Problem to solve -
Reproduce the records below exactly, but only between the lines holding "Target: vehicle roll cage" and "indicate the vehicle rear bumper, one", inclusive.

*** Recorded information Section Begins ***

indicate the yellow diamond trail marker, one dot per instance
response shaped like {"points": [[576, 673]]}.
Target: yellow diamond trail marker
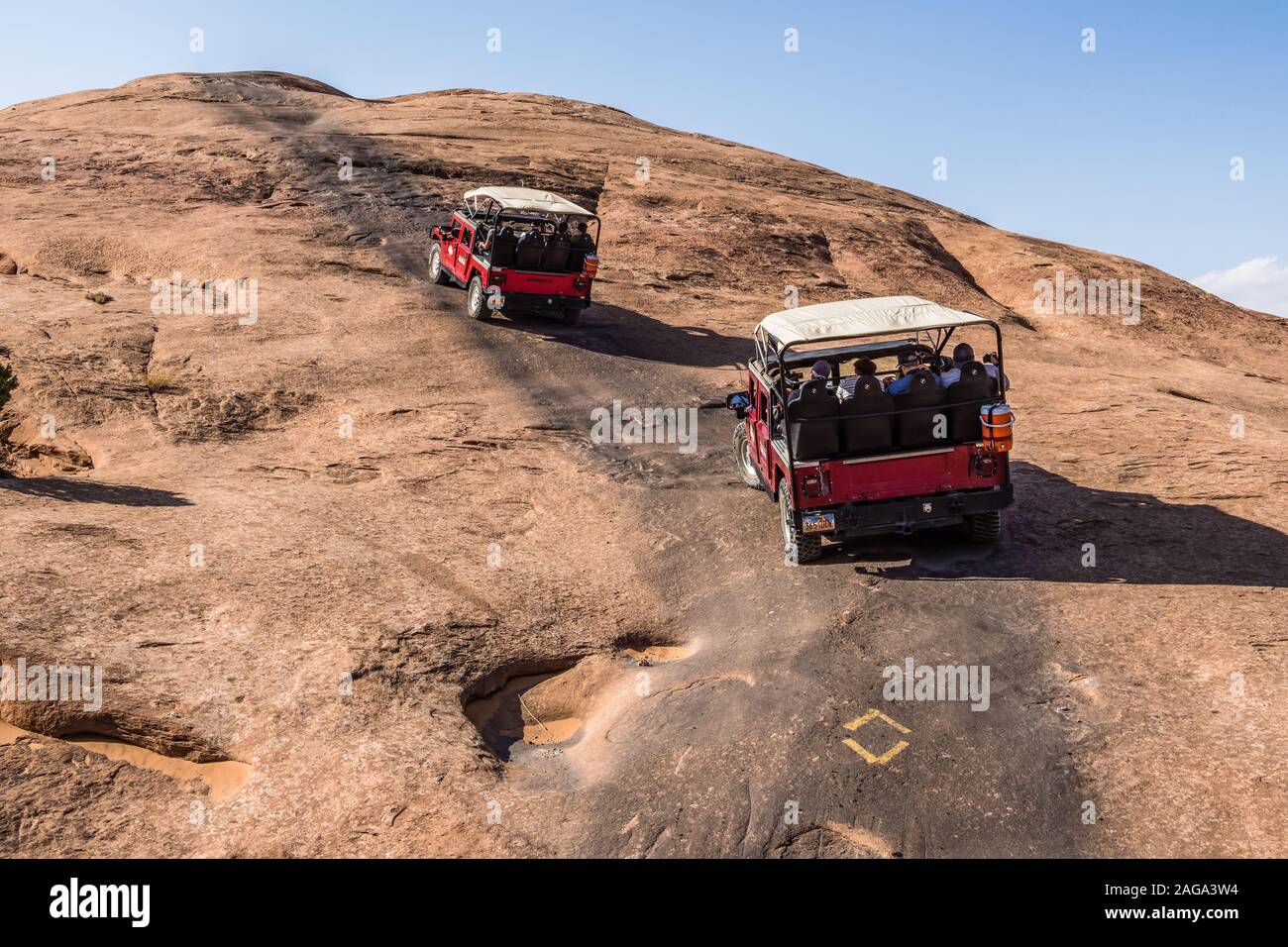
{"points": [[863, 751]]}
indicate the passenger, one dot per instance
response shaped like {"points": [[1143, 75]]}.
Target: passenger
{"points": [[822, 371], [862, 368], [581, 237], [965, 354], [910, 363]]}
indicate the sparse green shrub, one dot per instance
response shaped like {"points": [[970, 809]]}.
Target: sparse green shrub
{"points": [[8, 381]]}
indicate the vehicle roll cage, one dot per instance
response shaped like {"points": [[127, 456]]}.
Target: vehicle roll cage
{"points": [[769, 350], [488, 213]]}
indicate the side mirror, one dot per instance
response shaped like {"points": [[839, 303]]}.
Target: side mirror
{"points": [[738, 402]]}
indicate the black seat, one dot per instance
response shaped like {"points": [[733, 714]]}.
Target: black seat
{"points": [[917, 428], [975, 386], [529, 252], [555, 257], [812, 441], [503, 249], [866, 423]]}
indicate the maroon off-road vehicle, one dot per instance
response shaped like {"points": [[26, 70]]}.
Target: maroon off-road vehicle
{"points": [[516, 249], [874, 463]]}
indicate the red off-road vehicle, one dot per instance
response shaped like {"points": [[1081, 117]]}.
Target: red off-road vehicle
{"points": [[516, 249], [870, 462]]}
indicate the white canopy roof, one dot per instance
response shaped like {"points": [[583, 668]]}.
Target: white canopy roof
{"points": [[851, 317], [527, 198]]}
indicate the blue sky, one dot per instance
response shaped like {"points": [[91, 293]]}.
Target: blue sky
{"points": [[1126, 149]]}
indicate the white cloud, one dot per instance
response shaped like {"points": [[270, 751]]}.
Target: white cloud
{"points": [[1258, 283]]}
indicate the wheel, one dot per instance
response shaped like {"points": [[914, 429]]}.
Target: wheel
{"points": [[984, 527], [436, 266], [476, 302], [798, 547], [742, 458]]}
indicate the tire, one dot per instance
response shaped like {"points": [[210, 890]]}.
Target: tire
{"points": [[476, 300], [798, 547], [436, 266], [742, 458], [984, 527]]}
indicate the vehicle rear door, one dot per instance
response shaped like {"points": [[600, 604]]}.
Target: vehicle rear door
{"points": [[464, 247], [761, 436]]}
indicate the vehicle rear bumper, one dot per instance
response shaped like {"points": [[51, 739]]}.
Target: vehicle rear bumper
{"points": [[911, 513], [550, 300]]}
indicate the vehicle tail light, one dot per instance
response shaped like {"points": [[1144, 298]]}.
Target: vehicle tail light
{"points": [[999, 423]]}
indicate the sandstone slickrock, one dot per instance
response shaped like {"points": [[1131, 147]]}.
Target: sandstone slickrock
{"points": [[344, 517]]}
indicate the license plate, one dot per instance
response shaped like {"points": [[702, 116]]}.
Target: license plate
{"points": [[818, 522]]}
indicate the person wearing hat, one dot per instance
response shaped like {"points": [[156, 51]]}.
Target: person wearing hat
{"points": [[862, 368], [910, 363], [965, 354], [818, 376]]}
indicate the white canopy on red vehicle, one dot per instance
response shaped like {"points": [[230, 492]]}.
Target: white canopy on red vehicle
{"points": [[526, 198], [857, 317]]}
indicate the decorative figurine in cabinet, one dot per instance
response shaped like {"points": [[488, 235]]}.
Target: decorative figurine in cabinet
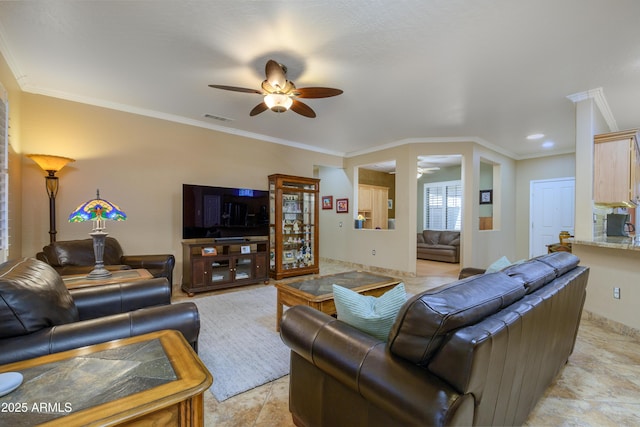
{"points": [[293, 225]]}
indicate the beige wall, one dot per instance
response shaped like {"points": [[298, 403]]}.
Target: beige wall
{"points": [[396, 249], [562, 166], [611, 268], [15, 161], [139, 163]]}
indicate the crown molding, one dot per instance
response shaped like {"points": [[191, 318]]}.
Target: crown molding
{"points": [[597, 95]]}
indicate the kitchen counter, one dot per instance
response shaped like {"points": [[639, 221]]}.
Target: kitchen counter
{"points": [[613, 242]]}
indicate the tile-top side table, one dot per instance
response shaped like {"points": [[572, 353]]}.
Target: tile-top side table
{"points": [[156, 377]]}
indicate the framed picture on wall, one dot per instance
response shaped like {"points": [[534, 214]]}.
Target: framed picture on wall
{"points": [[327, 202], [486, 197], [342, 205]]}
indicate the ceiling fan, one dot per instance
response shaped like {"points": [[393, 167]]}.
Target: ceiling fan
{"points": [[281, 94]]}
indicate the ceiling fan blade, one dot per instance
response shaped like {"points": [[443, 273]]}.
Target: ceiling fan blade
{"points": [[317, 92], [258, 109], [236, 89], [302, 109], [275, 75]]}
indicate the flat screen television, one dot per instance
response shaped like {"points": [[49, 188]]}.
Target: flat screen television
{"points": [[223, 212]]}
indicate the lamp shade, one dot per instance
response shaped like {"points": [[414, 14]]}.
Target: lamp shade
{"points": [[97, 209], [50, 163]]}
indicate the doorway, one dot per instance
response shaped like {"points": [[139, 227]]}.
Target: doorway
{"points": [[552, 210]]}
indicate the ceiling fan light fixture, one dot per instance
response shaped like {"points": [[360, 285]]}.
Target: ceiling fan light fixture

*** Recorded information Section Ends ***

Answer to this exercise -
Target: vehicle roll cage
{"points": [[769, 350], [488, 213]]}
indicate the side mirror, one dot per instance
response shaped like {"points": [[839, 303]]}.
Target: side mirror
{"points": [[738, 402]]}
indicate the black seat, one dot per instance
response shaped like {"points": [[733, 714]]}.
Target: black seat
{"points": [[917, 428], [975, 386], [529, 252], [555, 257], [812, 441], [503, 249], [866, 423]]}
indicate the maroon off-road vehicle, one dot per instance
response shaped like {"points": [[26, 70]]}.
Target: maroon off-road vehicle
{"points": [[516, 249], [874, 463]]}
indicate the red off-road vehicle, one dot per instance
response shaped like {"points": [[1081, 117]]}.
Target: red off-road vehicle
{"points": [[516, 249], [870, 462]]}
indicate the white canopy roof, one dot per instance
response shaped like {"points": [[583, 668]]}.
Target: white canopy roof
{"points": [[851, 317], [527, 198]]}
indicate the blue sky, one dot per instance
response shaped like {"points": [[91, 293]]}.
Target: blue sky
{"points": [[1126, 149]]}
indicate the white cloud, one dot per instance
response shaped like {"points": [[270, 751]]}.
Target: white cloud
{"points": [[1258, 283]]}
indicate the wheel, one dot per instance
response shaped like {"points": [[914, 429]]}.
Target: wheel
{"points": [[984, 527], [436, 266], [476, 302], [798, 547], [742, 458]]}
indicate the tire, one dot per instance
response shaped like {"points": [[210, 890]]}.
Target: tire
{"points": [[476, 300], [798, 547], [436, 266], [742, 458], [984, 527]]}
indicate the vehicle rear door, one dot per instance
response shaped like {"points": [[600, 604]]}.
Target: vehicle rear door
{"points": [[464, 247], [761, 436]]}
indicate the vehicle rear bumper, one dot per instance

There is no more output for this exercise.